───── Excerpted records ─────

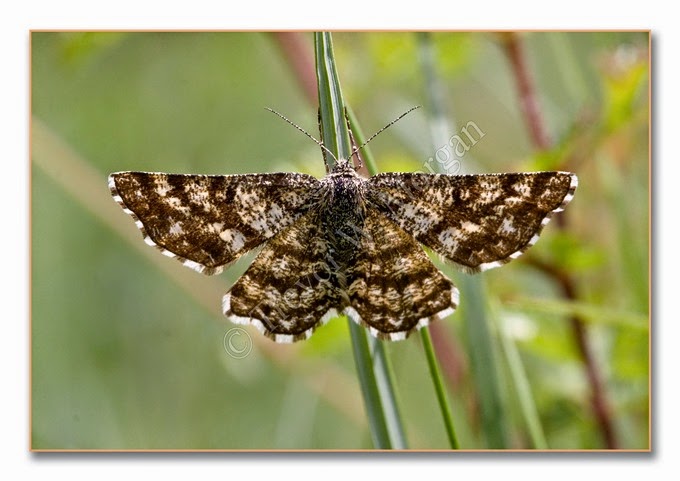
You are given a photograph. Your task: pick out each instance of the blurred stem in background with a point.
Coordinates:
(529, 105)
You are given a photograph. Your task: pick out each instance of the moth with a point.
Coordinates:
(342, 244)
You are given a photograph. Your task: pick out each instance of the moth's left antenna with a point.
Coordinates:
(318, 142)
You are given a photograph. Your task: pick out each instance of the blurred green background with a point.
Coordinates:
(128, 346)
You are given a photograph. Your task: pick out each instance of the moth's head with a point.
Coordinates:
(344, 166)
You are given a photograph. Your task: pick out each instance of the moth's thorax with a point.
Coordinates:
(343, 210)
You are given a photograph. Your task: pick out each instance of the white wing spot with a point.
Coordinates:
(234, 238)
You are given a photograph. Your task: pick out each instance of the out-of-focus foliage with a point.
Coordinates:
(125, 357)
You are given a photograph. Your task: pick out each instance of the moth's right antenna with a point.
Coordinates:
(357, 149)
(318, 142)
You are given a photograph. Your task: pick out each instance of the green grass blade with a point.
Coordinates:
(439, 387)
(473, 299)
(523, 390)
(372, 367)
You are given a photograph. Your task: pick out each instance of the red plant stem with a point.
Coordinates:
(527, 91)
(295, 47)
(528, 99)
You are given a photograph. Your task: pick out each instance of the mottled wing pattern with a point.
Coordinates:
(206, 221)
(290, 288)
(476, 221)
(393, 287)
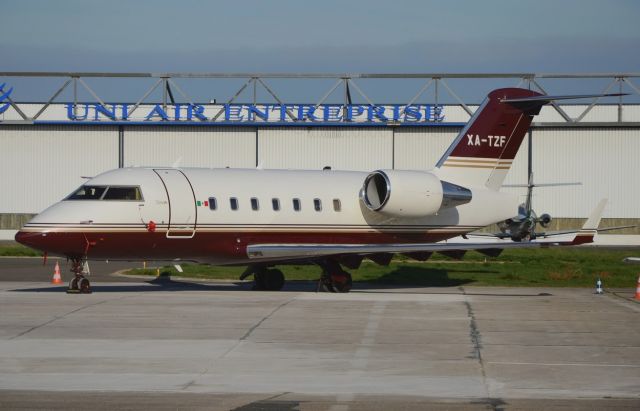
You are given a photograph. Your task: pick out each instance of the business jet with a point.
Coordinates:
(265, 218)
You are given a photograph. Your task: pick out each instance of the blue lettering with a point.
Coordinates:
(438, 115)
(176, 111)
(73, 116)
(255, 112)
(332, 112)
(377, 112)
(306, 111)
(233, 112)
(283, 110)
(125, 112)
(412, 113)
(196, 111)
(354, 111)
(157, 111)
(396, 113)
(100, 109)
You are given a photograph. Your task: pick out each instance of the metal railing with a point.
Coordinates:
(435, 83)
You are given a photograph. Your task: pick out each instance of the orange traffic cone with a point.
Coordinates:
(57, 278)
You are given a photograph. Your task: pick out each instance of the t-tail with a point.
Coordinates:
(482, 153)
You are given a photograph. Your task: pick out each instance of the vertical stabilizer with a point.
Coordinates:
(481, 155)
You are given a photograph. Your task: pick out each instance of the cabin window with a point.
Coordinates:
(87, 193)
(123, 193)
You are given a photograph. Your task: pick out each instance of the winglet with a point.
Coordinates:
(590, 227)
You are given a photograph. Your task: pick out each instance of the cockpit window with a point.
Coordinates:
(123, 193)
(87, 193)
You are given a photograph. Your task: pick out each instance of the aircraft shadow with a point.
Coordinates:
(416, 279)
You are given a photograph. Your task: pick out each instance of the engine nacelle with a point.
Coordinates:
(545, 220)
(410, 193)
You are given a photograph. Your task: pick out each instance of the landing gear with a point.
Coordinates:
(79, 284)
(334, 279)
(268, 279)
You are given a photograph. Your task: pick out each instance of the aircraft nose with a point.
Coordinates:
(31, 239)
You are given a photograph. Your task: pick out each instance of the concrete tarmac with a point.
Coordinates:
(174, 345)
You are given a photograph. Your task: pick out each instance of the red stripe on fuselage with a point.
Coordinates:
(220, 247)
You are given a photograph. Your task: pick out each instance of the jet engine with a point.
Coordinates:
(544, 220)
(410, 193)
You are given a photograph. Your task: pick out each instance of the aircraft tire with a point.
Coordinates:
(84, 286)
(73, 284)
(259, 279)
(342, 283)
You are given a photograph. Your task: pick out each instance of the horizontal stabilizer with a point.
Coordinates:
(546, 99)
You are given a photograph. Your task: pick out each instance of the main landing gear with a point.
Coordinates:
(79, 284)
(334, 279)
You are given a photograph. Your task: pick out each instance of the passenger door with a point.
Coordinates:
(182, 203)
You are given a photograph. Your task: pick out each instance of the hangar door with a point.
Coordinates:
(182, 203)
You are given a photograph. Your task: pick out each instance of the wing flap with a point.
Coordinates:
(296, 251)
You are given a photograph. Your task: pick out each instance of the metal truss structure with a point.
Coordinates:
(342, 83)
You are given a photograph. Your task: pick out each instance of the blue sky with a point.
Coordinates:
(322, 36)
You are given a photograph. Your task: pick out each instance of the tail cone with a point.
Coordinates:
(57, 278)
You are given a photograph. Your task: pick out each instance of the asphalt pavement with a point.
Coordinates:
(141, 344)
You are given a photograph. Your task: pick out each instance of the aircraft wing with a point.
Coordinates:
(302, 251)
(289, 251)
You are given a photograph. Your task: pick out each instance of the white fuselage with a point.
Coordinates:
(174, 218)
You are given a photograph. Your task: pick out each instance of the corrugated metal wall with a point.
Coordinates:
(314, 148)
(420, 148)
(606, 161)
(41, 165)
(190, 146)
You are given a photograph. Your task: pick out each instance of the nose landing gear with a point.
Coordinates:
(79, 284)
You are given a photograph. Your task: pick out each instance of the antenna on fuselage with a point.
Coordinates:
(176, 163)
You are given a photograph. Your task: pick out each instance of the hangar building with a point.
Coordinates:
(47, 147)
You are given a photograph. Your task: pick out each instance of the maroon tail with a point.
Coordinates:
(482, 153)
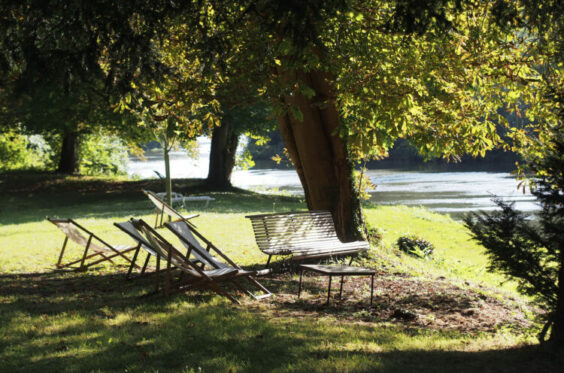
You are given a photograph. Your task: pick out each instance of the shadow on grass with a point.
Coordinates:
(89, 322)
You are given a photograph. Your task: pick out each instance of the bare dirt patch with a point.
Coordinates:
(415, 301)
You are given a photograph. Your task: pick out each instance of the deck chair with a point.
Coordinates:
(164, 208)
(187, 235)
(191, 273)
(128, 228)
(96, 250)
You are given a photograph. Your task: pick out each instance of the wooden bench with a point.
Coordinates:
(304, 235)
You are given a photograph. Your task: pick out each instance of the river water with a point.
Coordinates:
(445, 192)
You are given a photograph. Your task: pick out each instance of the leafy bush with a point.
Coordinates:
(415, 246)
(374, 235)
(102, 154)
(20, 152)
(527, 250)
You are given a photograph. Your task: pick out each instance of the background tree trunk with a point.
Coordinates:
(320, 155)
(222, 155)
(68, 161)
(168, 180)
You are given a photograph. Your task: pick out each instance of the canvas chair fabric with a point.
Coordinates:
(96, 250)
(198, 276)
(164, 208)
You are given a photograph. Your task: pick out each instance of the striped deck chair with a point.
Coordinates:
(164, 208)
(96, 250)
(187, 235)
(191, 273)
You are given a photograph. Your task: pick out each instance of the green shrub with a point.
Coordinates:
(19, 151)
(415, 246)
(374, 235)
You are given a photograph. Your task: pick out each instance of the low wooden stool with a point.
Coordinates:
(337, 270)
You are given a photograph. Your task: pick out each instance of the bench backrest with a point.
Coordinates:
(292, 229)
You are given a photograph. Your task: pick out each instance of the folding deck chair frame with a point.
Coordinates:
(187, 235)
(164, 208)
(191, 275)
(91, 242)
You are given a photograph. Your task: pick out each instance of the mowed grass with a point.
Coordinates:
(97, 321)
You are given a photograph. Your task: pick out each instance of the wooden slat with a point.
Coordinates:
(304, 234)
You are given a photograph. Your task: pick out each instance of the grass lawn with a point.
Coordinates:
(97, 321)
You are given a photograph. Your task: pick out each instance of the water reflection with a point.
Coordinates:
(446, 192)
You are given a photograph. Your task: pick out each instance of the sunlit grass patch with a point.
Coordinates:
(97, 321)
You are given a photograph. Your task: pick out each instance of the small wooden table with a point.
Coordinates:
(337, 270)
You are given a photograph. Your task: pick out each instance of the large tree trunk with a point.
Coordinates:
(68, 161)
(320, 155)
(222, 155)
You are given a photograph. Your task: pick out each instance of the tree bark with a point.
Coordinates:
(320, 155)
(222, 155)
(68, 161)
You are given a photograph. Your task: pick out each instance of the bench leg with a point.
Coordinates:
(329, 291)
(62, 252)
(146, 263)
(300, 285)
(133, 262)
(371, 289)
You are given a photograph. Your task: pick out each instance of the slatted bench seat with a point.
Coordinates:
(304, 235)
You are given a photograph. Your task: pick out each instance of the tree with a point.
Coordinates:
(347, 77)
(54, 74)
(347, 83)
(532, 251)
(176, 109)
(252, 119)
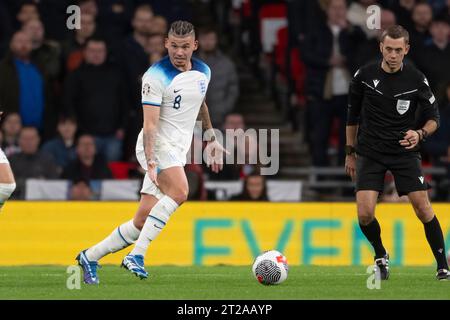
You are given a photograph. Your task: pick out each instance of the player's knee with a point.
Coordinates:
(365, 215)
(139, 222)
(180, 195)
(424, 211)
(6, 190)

─────

Skip the pictures; extract only the lines from the line with "stool with a point." through the final line of the material, exactly as they appear.

**Output for this task**
You are given a photograph. Your task: pick out each instance of the low wooden stool with a point.
Coordinates:
(337, 270)
You are given a photograph. Your task: pick out each instance of the bench backrest with a point.
Coordinates:
(292, 229)
You are given a photograph. Your task: pick out each instance of the folding deck chair frame with a point.
Coordinates:
(187, 235)
(164, 208)
(191, 275)
(91, 242)
You are given a photograph. Your task: pick out each instance of the mowed grass with a point.
Coordinates:
(97, 321)
You are given a photograph. Your task: pick out each instance of the wooden slat with a point.
Coordinates:
(304, 234)
You are given a photograph. Your task: pick out each instance of the grass lawn with a point.
Coordinates:
(97, 321)
You are given a photograph. Your task: pick out each instance of the water reflection with a point.
Coordinates:
(446, 192)
You are given a photograph. Your task: pick out each instance of the sunlit grass patch with a point.
Coordinates:
(97, 321)
You are given a photograph. Your task: pick out each instance of the small wooden table with a point.
Coordinates:
(337, 270)
You are given a photograph. Your task: pick out each instance of the large tree trunk with a point.
Coordinates:
(68, 161)
(320, 155)
(222, 155)
You are given a photograph. Your task: pick out each instance of the tree bark with a point.
Coordinates:
(320, 155)
(222, 155)
(68, 161)
You are given a photograph. Your task: pick out each instance of the bench leg with a point.
Coordinates:
(329, 291)
(62, 252)
(146, 263)
(300, 285)
(133, 262)
(371, 289)
You are given a photograph. Your task: pick out each instance of the slatted bench seat with a point.
Coordinates:
(304, 235)
You are given a photograph. Your task: pick out each instance of the tree with a point.
Coordinates:
(347, 77)
(54, 74)
(347, 83)
(532, 251)
(176, 109)
(252, 119)
You are given a photograph. Your task: pick out each instance of the player's knee with a point.
Coordinates:
(365, 215)
(139, 222)
(180, 195)
(424, 211)
(6, 190)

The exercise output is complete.